═════ Information supplied
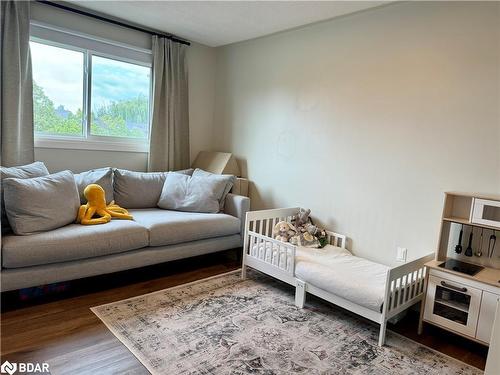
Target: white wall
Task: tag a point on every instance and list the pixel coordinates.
(367, 119)
(201, 62)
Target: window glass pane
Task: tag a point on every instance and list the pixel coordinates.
(120, 99)
(57, 90)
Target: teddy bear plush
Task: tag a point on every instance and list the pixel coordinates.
(301, 218)
(308, 234)
(283, 231)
══════════
> _Given task_
Repeat every line of the records above word for word, leaving out the pictures.

> _Exercise answer_
Target: white wall
Task: tag a point on every instance and list the pixel coordinates.
(367, 119)
(201, 62)
Target: window glass pane
Task: tag a point on every instance and list the pixel coordinates.
(120, 99)
(57, 90)
Target: teddy bear plush
Task: tag a point on every instance and list the pixel coordinates.
(301, 218)
(308, 234)
(283, 231)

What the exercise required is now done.